======== Data provided ========
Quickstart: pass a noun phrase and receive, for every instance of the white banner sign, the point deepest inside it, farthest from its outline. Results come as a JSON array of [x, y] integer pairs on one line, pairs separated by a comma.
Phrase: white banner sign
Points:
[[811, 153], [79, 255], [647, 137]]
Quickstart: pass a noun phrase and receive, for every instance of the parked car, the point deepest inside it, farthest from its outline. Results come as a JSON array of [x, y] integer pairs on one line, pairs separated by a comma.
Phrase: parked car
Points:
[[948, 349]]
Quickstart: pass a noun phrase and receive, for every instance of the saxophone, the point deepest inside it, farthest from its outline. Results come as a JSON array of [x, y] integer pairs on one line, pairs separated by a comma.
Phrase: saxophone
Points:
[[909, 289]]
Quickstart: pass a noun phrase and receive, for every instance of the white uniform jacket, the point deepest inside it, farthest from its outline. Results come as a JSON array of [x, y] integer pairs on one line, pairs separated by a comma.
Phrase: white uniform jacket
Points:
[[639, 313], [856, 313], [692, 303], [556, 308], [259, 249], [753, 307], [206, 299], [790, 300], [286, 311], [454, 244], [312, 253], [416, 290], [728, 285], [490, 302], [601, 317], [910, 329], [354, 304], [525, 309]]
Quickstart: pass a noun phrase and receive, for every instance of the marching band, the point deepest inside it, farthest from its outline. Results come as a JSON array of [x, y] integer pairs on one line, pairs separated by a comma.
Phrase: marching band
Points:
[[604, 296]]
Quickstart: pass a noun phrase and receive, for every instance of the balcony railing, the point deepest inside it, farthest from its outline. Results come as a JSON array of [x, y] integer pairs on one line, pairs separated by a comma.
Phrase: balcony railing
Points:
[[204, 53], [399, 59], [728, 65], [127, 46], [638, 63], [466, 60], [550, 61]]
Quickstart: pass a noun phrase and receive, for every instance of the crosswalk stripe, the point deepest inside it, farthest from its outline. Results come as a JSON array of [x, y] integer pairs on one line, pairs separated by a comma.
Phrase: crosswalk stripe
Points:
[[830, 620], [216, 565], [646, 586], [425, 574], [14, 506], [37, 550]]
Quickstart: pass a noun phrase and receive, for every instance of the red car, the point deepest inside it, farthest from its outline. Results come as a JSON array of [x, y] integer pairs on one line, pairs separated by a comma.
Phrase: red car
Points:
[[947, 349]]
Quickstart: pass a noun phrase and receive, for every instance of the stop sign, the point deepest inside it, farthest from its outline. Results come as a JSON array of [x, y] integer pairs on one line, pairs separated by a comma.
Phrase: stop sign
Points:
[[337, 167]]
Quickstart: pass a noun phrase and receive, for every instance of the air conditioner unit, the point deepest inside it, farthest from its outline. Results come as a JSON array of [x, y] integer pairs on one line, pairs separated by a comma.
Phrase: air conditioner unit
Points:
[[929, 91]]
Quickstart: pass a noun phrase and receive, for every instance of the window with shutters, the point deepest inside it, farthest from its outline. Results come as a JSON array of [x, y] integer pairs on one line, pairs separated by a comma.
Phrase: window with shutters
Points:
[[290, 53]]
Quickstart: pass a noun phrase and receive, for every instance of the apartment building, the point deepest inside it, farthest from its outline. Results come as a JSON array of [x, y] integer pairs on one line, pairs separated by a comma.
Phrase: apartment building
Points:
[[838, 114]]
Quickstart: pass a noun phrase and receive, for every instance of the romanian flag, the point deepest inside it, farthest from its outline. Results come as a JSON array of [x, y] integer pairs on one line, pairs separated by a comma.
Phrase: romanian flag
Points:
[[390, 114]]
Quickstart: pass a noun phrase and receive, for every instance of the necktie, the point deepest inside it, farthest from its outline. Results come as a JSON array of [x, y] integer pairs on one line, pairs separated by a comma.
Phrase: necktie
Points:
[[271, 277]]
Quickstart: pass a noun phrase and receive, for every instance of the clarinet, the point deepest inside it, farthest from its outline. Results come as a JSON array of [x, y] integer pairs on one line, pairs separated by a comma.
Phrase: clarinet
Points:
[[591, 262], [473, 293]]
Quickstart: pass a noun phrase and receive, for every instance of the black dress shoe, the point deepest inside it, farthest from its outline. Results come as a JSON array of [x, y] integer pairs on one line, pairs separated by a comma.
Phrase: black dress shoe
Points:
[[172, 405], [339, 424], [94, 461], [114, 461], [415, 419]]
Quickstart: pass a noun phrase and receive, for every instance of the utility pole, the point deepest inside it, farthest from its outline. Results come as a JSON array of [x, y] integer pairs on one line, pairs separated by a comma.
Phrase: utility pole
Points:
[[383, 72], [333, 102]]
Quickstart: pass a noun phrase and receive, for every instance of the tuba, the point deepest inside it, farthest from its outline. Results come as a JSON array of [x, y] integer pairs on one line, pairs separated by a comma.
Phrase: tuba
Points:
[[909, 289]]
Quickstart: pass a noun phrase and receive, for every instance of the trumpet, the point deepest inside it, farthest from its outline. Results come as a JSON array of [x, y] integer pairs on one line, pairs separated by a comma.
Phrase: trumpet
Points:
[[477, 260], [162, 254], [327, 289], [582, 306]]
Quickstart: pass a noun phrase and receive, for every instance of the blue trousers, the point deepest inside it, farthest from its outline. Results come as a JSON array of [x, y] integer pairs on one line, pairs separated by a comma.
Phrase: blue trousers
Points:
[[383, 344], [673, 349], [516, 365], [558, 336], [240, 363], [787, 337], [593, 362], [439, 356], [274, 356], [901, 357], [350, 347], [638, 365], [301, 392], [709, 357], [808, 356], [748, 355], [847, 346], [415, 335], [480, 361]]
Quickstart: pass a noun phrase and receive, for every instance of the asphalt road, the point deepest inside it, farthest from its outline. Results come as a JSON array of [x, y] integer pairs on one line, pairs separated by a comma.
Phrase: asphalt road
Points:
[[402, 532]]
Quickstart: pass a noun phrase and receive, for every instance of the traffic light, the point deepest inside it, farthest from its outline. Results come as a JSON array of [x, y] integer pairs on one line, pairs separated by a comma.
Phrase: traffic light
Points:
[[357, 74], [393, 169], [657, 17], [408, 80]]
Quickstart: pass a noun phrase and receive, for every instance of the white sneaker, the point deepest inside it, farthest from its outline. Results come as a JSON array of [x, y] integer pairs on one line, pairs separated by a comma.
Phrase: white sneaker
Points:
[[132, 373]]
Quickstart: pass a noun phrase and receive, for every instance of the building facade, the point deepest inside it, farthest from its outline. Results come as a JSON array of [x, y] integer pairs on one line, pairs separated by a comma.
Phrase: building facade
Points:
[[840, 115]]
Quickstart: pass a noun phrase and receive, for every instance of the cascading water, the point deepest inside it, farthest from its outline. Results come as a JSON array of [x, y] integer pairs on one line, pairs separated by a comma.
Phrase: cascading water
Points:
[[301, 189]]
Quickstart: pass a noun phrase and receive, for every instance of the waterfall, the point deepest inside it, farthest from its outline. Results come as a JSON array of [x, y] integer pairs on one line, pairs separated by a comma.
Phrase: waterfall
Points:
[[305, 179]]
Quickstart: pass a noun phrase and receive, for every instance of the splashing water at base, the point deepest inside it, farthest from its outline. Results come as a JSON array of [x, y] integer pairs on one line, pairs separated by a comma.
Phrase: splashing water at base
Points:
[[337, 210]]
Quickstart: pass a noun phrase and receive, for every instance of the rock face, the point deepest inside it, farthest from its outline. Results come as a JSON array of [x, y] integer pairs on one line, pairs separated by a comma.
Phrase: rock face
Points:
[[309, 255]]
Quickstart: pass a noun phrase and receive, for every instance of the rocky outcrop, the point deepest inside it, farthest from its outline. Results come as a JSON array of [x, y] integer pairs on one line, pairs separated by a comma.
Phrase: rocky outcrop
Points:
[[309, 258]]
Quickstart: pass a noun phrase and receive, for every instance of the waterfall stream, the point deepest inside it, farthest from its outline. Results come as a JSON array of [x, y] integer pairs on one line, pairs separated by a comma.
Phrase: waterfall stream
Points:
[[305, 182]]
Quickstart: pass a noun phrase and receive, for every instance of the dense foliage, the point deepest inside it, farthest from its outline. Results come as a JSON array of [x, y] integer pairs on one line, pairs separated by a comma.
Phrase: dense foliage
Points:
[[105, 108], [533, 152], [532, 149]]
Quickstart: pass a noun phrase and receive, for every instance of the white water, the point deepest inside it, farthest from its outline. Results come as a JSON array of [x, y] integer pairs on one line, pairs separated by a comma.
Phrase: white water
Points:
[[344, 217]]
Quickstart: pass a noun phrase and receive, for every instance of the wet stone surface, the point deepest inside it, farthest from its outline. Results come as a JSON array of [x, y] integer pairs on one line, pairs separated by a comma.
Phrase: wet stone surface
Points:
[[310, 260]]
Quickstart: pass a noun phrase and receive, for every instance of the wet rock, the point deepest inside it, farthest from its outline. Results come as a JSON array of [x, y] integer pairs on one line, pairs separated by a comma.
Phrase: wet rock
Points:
========
- **Task to complete**
Can you give back everything from the line containing "of the utility" down to the line containing "[[357, 74], [393, 169], [657, 17], [408, 80]]", with "deepest" replaced by "innermost" and every other character left untouched?

- **Finished exercise**
Quickstart: pass a noun phrase and receive, for every instance of the utility pole, the point innermost inside it, farthest from its outline. Results come as a JSON array of [x, y] integer pairs on one line, pairs separated by a comma.
Phrase: utility pole
Points:
[[383, 72], [333, 102]]
Quickstart: pass a noun phrase and receive, for every instance of the tuba, the point innermost inside it, farthest from its outline. Results come as a JSON array of [x, y] integer pairs on one line, pairs separated by a comma.
Phrase: tuba
Points:
[[909, 289]]
Quickstart: pass a noun phrase and receive, for every instance of the trumpet, the point innermost inside it, farthest from its outline. Results come as a JSON array of [x, y] integer pairs on one line, pairs separated by a comma.
Phrase: trumpet
Points:
[[477, 260], [162, 254], [327, 289], [582, 306]]
Quickstart: pass a noun phrase and receive, for every instance of the blue trousers, the point innermost inside it, farthest from its outline. Results come as a JSON array of [x, y] integer pairs on one line, pairs separated by a comma.
Phrase: blue trousers
Points:
[[383, 344], [673, 349], [516, 365], [558, 336], [240, 363], [787, 337], [593, 362], [439, 356], [274, 356], [901, 357], [350, 347], [638, 365], [301, 392], [709, 357], [808, 356], [748, 355], [847, 346], [415, 335], [480, 361]]
Quickstart: pass a noun phrase and receive, for every instance of the asphalt road, the point innermost inside it, farthest from its outline. Results come as a JSON array of [x, y] integer pairs on one line, pairs separated by a comma.
Phrase: asphalt road
Points:
[[402, 532]]
Quickstart: pass a noun phrase and receive, for every instance of the traffic light, the point innermost inside it, farthest from its outline. Results come as a JSON array of [x, y] integer pairs on one line, pairs separated by a comma.
Phrase: traffic light
Points:
[[357, 74], [393, 169], [657, 17], [408, 80]]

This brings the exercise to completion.